-- Start --

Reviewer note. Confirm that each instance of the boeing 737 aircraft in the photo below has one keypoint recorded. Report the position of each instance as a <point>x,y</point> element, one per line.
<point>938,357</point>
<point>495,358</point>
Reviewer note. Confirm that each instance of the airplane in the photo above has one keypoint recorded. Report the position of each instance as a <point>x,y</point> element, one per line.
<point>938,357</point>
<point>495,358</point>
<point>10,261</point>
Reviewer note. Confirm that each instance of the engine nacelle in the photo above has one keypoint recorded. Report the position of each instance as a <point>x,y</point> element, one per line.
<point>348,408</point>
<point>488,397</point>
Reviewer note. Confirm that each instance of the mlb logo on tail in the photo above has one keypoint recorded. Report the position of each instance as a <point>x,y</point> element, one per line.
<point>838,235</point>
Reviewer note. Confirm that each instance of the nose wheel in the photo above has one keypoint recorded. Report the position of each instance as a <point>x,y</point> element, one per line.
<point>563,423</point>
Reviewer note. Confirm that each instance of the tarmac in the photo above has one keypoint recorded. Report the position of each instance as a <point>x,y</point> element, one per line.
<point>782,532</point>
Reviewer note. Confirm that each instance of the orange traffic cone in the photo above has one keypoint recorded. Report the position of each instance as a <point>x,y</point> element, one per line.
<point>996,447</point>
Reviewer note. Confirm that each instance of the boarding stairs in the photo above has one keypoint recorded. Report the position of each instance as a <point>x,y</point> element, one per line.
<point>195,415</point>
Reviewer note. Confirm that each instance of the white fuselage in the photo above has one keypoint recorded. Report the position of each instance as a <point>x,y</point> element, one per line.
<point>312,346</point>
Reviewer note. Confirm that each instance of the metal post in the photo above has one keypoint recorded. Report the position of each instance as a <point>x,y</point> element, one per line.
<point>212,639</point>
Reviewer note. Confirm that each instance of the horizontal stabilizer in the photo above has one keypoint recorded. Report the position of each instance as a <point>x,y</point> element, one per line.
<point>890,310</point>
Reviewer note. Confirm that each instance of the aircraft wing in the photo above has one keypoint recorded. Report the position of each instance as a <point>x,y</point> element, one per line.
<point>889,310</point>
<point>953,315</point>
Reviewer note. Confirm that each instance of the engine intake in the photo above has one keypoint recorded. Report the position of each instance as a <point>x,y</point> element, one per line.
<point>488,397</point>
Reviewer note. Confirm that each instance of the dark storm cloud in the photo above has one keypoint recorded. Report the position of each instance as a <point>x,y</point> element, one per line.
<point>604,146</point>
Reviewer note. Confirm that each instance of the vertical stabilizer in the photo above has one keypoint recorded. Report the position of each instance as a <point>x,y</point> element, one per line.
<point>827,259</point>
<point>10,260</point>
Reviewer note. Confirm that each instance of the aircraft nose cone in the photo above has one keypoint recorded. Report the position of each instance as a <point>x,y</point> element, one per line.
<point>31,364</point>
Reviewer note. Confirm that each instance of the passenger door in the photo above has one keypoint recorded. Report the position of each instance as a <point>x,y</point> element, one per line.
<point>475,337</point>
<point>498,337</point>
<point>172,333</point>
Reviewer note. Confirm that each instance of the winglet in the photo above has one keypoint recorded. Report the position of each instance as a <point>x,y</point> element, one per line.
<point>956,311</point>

-- End --

Aim: Copy the whole listing above word for word, from its first line through its last.

Exercise result:
Reviewer note. Confirm that each instance of the boeing 737 aircraft in the photo below has one keypoint recorded. Report the position of each instance as a <point>x,y</point> element, one per line.
<point>938,357</point>
<point>495,358</point>
Reviewer note. Confirm that each instance of the airplane in the photo above has one keypoint recorded. Report the position of each instance as a <point>x,y</point> element, one per line.
<point>938,357</point>
<point>495,358</point>
<point>10,261</point>
Reviewer note. Confirm that each instance of the engine nacelle in the photo above has one keypoint recorded. Report the position of each instance as a <point>x,y</point> element, one per line.
<point>348,408</point>
<point>488,397</point>
Reviewer note. Confirm that each instance of the mlb logo on tail in the photo above has one keypoint recorded. Report the position of each instance as a <point>x,y</point> element, one per line.
<point>838,235</point>
Reviewer note. Confirm that each instance of the nose wheel in the photo above has one keypoint recorded. Report the position of each instance as a <point>x,y</point> element, one per line.
<point>563,423</point>
Reviewer note. Confirm that each instance of the tarmac in the photo above has one keypoint recorded. Report the position of each instance as a <point>x,y</point> element, one per line.
<point>782,532</point>
Reviewer note. Confirm that each instance of the orange traffic cone in the photo above has one keypoint recorded. Report the position of each instance as a <point>x,y</point> element, one per line.
<point>996,447</point>
Reviewer note. Confirm that each instance of the boarding stairs in the photo above has one keypoint recorded. Report the position of each instance as a <point>x,y</point> element, one per line.
<point>195,415</point>
Reviewer note. Confirm that each instance of the white fuselage in the photo above has one keypoint recorded. Report the position of each instance as a <point>x,y</point> element, one per line.
<point>312,346</point>
Reviewer note. Confirm that each instance of the metal post in the photo above has one keypoint recorded. Report the position of each instance as a <point>x,y</point> element, one per line.
<point>212,639</point>
Reviewer note. Confirm that each instance of the horizontal stabilizer in the photo above has one keypoint recorded. Report the position of each instance as a <point>x,y</point> element, one per line.
<point>890,310</point>
Reviewer note. Confirm that each instance of the aircraft wing in the photo above has one keypoint recorded. Report the position of each instance as a <point>x,y</point> element, one per line.
<point>889,310</point>
<point>953,315</point>
Reviewer note. Confirm that each instance of the engine intake in the photo above has one keypoint recorded. Report the position of each instance as a <point>x,y</point> element, one per line.
<point>488,397</point>
Reviewer note. Confirm that each instance of the dark storm cloud in the photo above has one keypoint recorded. Report the position of each instance as a <point>x,y</point> element, one per line.
<point>604,146</point>
Reviewer note. Confirm that each instance of the vertical stabilizer in the photo above has one keypoint recorded. Report the position of each instance as a <point>x,y</point> element, one per line.
<point>827,259</point>
<point>10,260</point>
Reviewer note. Confirm that each instance of the aircraft nose cone in the photo above has one keypoint recorded. Report the position of each instance as a <point>x,y</point> element, one per line.
<point>31,364</point>
Reviewer note. Confirm that each instance of the passenger door in the photo above has one keypoint recorded. Report the position of each instance as a <point>x,y</point> element, one per line.
<point>475,337</point>
<point>498,337</point>
<point>172,333</point>
Reviewer note. Confirm that each instance of the winglet in the photo above has one keypoint recorded. Report the position of each instance as a <point>x,y</point> element, one per line.
<point>956,311</point>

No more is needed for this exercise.